[TEXT SEGMENT]:

The Virginia Tech Board of Visitors recently approved the proposed design for the second phase of the new Dairy Science Complex. Phase II builds upon the new state-of-the-art research facilities and provides additional space for world-class research, teaching, and Virginia Cooperative Extension initiatives in dairy and animal sciences.

The $7.6 million facility will include an applied reproductive physiology facility adjacent to the Virginia-Maryland College of Veterinary Medicine, an intensive metabolic research facility at the Kentland Farm complex, and a bovine extension, teaching and research facility on Plantation Road. 

“The new buildings are an indication of the university’s support of the land-grant mission and will ensure the continued success of our award-winning dairy science program,” said Mike Akers. the department head and a professor of dairy science. “The facilities will allow our students to learn in the best environment possible. We have a strong dairy science program and these facilities make it even better as a hub for research and teaching. What is learned here will increase our understanding of dairy cattle and ultimately help boost profits and efficiency for dairy farmers.”

The new additions reinforce Virginia Tech’s top-notch dairy science program and contributes to the university’s land-grant mission to serve as a resource for residents of the commonwealth.

The move from the former dairy complex on Southgate Road was prompted by the expansion of the Virginia Tech/Montgomery Executive Airport, the Virginia Tech Corporate Research Center, and a new U.S. Route 460 interchange.

Much like Phase I, the commitment to sustainability is evident in Phase II, with architectural details such as a bi-level roof structure and open metal slat walls which promote better natural ventilation without expending energy.

[DATA]:
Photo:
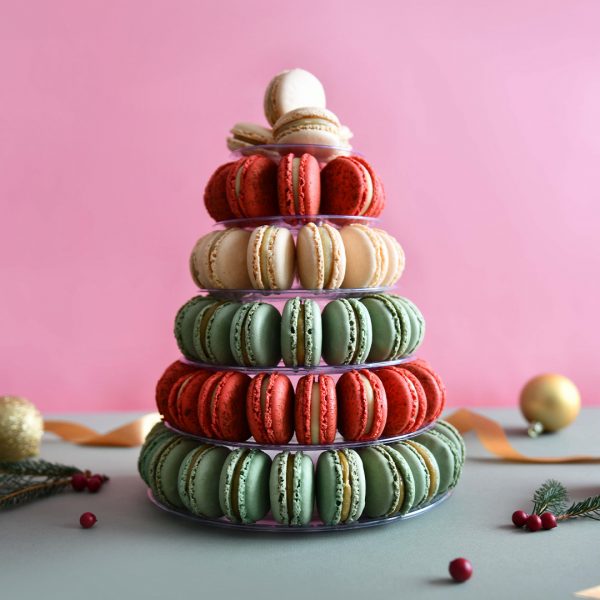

[ACTIVITY LIST]:
- A) Set down, word for word, the portion of the Dairy Science Complex article starting at "The move from" and ending at "without expending energy.".
- B) Resume the Dairy Science Complex article after its final sentence.
The listing plays no part in this work and may be set aside.

[LIST OF ANSWERS]:
- A)
The move from the former dairy complex on Southgate Road was prompted by the expansion of the Virginia Tech/Montgomery Executive Airport, the Virginia Tech Corporate Research Center, and a new U.S. Route 460 interchange.

Much like Phase I, the commitment to sustainability is evident in Phase II, with architectural details such as a bi-level roof structure and open metal slat walls which promote better natural ventilation without expending energy.

- B)
“This is an exciting time to be in the College of Agriculture and Life Sciences and to be a dairy science student,” said Alan Grant, dean of the college. “The new dairy facilities provide unparalleled experiential learning for students and a research facility that faculty can use to solve real issues facing dairy farmers in the commonwealth.”

The new facilities will also be a boon to collaboration.

Scientists working at the new complex will collaborate with partners in the Department of Dairy Science, the Department of Animal and Poultry Sciences, the Agricultural Technology Program, the Virginia-Maryland College of Veterinary Medicine, and with colleagues from industry and universities across the United States.

The facilities will allow the study of basic and applied science and technology, the interfacing of science and production agriculture, and the dissemination of new information on animal nutrition, physiology, lactation, genetics, reproduction, infectious disease, immunology, and the business of dairy enterprise management. Studies also include nutritional and management approaches to minimize environmental impacts of dairy farm operations and the study of mechanisms involved in control of disease and the improvement of milk quality.

This first phase of construction was funded by Virginia Tech with nongeneral funds. The project was completed in the summer of 2015 and the cows were relocated in August.

Construction on Phase II is expected to start in 2016.

Some of the features of Phase 1 included a double-12 parallel milking parlor with a computerized milk-monitoring system, a freestall barn where the 228 milking cows are housed, a modern waste management system, a special needs heifer barn, and a pre-weaned calf facility.